### Given text

# My saturday 1937? Wards hawthorne girld duralium bike find



## SKIDKINGSVBC (Apr 29, 2012)

*My saturday 1937? Wards hawthorne girls duralium bike find*















Here is what I got Saturday the 28th of April at the Tacoma bicycle swap meet .I think this is a 1937 Wards Hawthorne ,SN# 9093.Looks to be original ,except for i think the rims are incorrect ,I DON'T KNOW,as well as the chain guard .Has the aluminum bars .grips look to be cut down  coke bottles .Other than that just a good polishing ,get ready for the SKIDKINGS 4TH OF JULY RIDE!.

                                                            Gary J 
                                                             SKIDKINGS VBC 
                                                            TACOMA,WN 



WANTED : DROP STAND FOR THIS 1937 WARDS HAWTHORN - HAS 24" WHEELS .AND RIMS?


----------



## rustyspoke66 (Apr 29, 2012)

Great find Gary, I think your right on the rims and I think the chainguard is Shelby.


----------



## fordsnake (Apr 29, 2012)

If you're interested, I'll trade you my Silver King chain guard for your Shelby Chain guard?


----------



## rob-redm (Apr 29, 2012)

Nice score !


----------



## chitown (Apr 29, 2012)

Great score. Not so fast with the chainguard swaps. Chainguards are accessories not necessarily made by bike manufacturer. Mostly seen on Shelby, but it's the same as this one I bought off the original owners son. So there is a possibility it's original, but a stretch as I've never seen one in a catalog. But depending on stock in house and reps from Wald or Torrington pushing their goods on manufacturers, I'm sure some of these bikes made it out of the factory not looking exactly like the catalog pics.

View attachment 50018 

One thing besides the rims are the cranks/sprocket look like they could be from a later Monark. The pre-war ones have the more pronounced dog-leg feature.


----------



## 1918 Ranger (Apr 29, 2012)

My thoughts too on a Shelby chain guard.  Let me muddle the waters a bit.  Heres my late 30s Western Flyer I restored, but it has the Shelby Airflo frame on it, hence the Shelby chain guard that is with it.  Not sure which case this assists.









You have a Beautiful Duralium


----------

### Extracted information
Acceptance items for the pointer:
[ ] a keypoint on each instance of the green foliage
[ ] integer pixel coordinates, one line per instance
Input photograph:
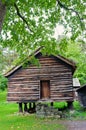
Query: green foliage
(3, 82)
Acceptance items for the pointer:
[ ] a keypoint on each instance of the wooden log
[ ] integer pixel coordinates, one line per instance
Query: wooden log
(20, 107)
(51, 103)
(25, 107)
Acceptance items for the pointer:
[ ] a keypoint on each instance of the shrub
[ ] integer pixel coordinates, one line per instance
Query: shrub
(3, 82)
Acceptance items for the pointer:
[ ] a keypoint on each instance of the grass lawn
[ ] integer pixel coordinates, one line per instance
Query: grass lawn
(11, 120)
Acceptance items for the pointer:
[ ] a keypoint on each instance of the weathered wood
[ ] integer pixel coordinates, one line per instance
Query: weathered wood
(24, 84)
(70, 105)
(25, 107)
(51, 103)
(20, 107)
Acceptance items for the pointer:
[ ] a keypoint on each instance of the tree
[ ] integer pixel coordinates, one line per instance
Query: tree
(29, 24)
(76, 52)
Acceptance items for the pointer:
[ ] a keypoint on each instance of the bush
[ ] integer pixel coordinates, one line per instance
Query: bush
(3, 82)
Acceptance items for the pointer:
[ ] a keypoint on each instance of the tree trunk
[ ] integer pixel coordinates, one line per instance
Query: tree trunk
(2, 14)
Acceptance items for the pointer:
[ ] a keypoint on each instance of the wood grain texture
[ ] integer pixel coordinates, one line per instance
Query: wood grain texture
(24, 84)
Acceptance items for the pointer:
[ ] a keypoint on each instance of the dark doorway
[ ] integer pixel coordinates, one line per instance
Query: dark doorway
(45, 89)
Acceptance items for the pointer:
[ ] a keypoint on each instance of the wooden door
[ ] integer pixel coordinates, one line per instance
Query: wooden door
(45, 89)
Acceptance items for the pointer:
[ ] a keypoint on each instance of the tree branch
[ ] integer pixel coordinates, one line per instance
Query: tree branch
(22, 17)
(70, 9)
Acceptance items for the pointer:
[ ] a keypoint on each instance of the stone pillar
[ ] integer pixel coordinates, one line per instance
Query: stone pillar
(30, 105)
(20, 107)
(51, 104)
(70, 105)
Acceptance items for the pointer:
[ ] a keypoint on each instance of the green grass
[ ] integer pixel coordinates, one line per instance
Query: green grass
(11, 120)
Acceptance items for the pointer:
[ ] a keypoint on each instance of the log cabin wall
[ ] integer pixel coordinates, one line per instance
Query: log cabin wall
(24, 83)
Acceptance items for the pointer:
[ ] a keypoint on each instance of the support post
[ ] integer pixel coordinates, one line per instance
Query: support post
(30, 105)
(20, 107)
(25, 107)
(70, 105)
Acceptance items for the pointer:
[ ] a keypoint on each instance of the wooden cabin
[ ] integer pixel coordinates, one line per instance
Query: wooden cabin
(82, 95)
(52, 81)
(76, 85)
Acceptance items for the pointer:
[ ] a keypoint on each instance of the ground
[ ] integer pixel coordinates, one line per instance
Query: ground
(10, 119)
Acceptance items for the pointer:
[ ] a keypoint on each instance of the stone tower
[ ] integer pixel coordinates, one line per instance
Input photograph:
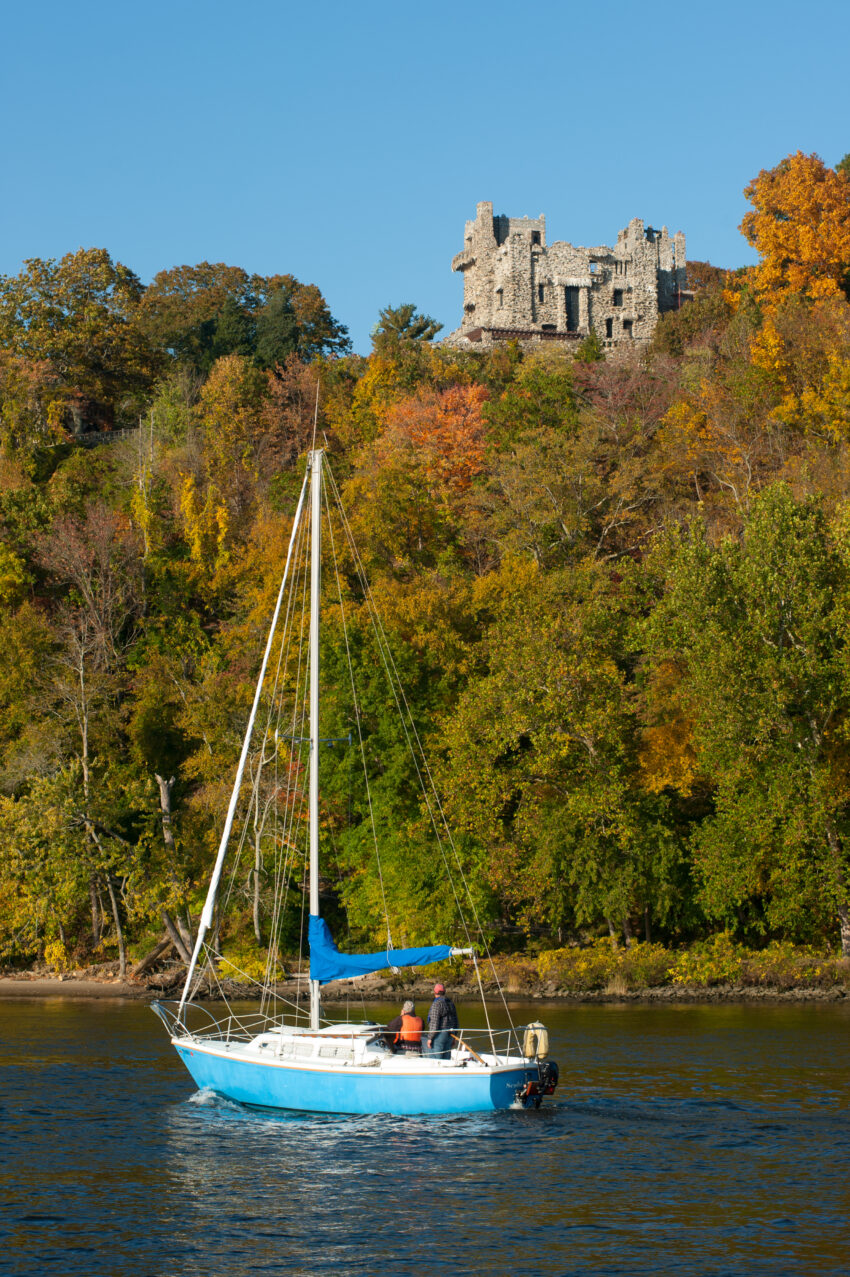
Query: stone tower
(517, 286)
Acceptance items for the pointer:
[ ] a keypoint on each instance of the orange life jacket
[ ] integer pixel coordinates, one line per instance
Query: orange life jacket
(411, 1029)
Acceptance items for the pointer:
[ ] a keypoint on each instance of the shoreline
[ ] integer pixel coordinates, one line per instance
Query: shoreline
(69, 989)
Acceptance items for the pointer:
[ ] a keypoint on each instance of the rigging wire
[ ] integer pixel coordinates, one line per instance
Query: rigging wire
(398, 691)
(357, 720)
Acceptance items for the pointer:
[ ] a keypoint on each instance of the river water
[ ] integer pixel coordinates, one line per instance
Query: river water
(683, 1139)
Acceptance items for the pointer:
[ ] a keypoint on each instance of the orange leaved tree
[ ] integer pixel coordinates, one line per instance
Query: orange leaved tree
(800, 225)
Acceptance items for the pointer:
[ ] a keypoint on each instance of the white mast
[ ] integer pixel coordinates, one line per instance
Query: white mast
(207, 916)
(315, 582)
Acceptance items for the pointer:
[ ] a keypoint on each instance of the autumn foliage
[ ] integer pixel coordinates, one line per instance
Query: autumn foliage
(615, 591)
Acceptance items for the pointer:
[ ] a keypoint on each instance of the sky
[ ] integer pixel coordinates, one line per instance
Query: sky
(349, 143)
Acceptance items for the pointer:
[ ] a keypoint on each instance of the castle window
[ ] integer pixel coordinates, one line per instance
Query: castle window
(571, 305)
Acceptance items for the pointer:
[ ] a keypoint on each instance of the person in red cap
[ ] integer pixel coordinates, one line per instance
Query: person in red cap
(442, 1018)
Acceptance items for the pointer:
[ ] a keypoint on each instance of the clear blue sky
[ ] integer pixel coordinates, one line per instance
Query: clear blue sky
(347, 143)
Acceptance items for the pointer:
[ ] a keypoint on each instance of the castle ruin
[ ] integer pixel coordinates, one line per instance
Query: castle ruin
(517, 286)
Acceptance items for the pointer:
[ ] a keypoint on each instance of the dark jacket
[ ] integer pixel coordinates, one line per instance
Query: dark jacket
(442, 1015)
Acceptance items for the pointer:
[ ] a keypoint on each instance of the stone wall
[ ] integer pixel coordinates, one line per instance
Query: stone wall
(516, 285)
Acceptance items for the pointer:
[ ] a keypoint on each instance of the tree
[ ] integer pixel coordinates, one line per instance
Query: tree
(757, 628)
(543, 761)
(75, 318)
(202, 313)
(800, 226)
(403, 323)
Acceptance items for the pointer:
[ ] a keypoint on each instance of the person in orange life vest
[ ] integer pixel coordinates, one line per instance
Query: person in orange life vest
(405, 1032)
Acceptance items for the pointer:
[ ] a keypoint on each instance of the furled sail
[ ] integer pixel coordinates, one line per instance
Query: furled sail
(327, 963)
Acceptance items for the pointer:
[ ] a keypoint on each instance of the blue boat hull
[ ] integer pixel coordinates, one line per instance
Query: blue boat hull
(352, 1091)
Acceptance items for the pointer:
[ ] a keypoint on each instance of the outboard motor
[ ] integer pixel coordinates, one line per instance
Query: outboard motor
(535, 1043)
(535, 1046)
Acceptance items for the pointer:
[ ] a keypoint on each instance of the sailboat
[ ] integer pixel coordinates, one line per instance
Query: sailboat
(291, 1061)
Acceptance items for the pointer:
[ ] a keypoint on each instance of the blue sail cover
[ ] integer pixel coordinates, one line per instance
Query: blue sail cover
(327, 963)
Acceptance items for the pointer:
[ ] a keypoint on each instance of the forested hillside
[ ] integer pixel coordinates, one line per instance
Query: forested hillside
(618, 590)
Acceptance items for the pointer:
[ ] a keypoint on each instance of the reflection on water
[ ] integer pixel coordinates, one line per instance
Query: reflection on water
(683, 1140)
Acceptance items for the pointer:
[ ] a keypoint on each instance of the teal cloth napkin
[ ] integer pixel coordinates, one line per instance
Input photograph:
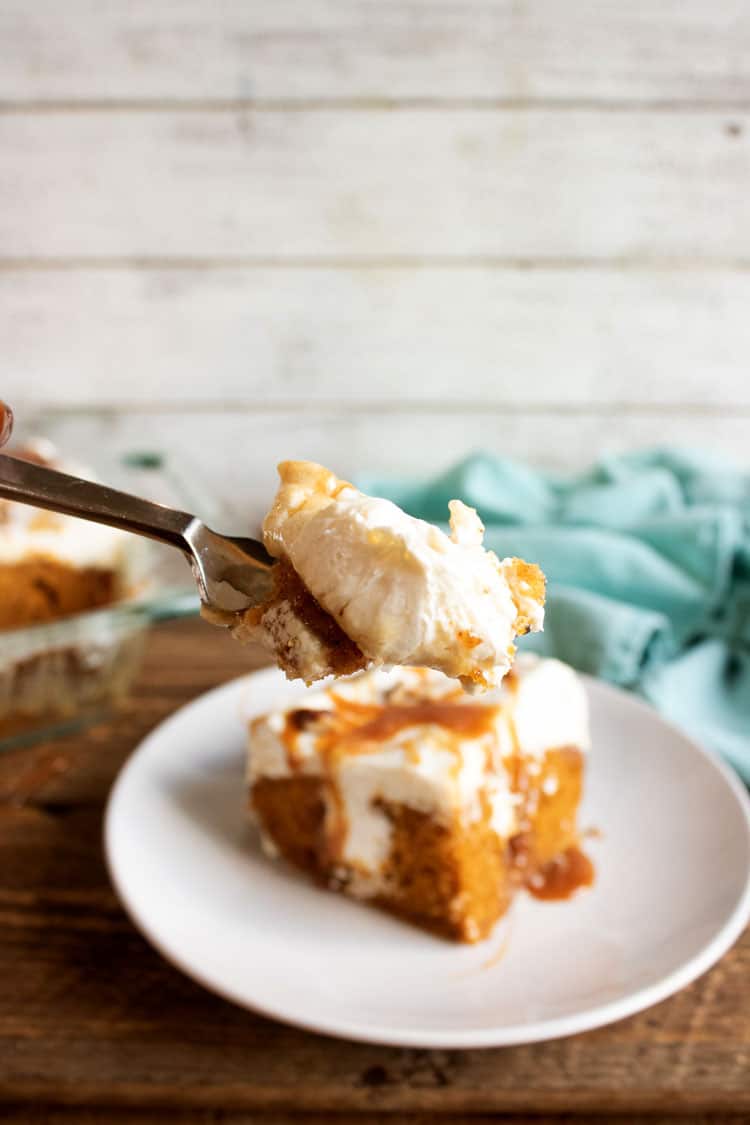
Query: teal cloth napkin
(648, 561)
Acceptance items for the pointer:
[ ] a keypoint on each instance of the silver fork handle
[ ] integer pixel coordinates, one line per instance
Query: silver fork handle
(35, 484)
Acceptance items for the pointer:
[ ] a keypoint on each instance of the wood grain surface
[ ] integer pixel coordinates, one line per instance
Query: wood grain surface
(432, 207)
(91, 1016)
(376, 185)
(295, 50)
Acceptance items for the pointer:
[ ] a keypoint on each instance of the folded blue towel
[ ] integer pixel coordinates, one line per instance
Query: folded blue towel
(648, 561)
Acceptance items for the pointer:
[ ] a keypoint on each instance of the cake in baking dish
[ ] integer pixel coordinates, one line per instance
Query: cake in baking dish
(399, 789)
(51, 565)
(360, 583)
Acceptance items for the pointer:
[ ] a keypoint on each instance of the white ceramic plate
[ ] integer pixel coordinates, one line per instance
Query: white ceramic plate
(671, 893)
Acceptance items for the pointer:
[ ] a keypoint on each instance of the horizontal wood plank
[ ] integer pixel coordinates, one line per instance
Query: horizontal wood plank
(494, 335)
(91, 1015)
(20, 1114)
(524, 185)
(418, 48)
(226, 459)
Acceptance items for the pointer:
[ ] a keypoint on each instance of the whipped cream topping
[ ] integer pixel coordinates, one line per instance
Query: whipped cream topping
(423, 765)
(399, 587)
(29, 532)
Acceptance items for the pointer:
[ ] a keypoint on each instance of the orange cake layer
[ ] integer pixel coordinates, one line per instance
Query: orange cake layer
(44, 590)
(397, 789)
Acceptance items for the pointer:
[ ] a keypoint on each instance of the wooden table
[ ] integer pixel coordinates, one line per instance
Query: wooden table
(96, 1026)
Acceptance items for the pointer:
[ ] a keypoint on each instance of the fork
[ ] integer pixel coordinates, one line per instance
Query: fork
(233, 573)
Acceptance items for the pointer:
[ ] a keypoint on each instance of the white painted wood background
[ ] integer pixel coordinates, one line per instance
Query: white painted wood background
(378, 234)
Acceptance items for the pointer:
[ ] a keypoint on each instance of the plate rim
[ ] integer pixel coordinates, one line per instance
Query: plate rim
(534, 1032)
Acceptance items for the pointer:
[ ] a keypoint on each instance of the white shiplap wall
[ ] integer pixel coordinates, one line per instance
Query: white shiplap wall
(381, 235)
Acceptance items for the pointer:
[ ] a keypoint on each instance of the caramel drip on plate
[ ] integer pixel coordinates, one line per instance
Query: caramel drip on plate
(562, 876)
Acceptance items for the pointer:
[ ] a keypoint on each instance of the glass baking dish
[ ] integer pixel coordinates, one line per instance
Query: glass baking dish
(62, 675)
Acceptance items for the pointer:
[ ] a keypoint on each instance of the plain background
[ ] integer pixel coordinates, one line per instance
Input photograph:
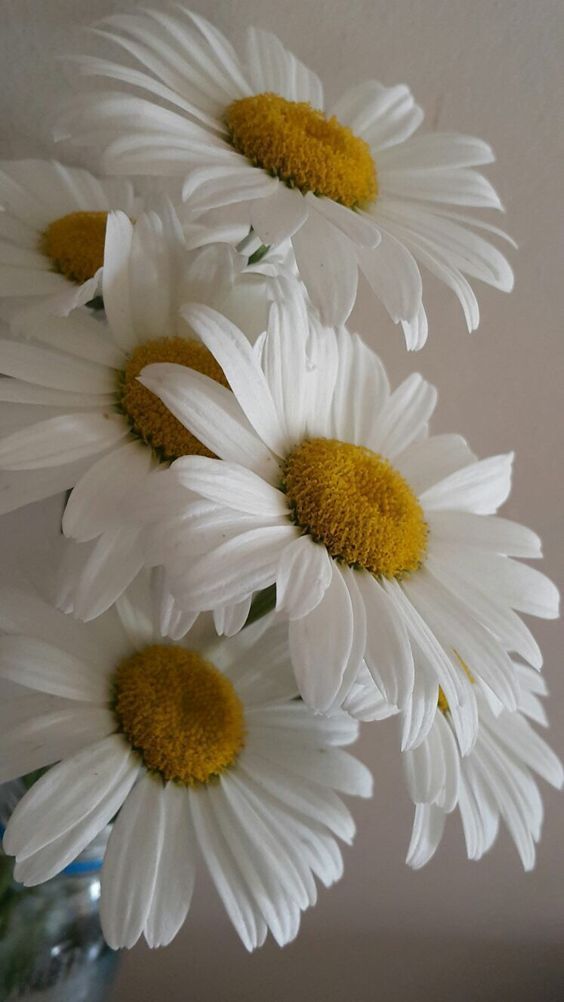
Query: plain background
(487, 67)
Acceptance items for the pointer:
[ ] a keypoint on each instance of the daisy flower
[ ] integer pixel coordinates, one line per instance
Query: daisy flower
(201, 749)
(79, 418)
(349, 182)
(52, 230)
(494, 783)
(381, 539)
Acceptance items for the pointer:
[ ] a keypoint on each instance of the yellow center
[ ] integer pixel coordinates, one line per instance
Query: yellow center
(179, 712)
(148, 417)
(75, 244)
(297, 143)
(358, 505)
(442, 701)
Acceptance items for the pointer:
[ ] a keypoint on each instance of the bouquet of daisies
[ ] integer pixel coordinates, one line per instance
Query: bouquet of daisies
(262, 543)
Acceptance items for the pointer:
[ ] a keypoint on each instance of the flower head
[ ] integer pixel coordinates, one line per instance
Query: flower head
(494, 783)
(78, 416)
(196, 746)
(52, 234)
(350, 184)
(382, 541)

### What you have to do
Repeat the passage of the forum thread from "WANTED : DROP" to "chainguard is Shelby." word for word. The lines come from a separate source and are unrelated to the forum thread.

### Expected answer
WANTED : DROP STAND FOR THIS 1937 WARDS HAWTHORN - HAS 24" WHEELS .AND RIMS?


----------



## rustyspoke66 (Apr 29, 2012)

Great find Gary, I think your right on the rims and I think the chainguard is Shelby.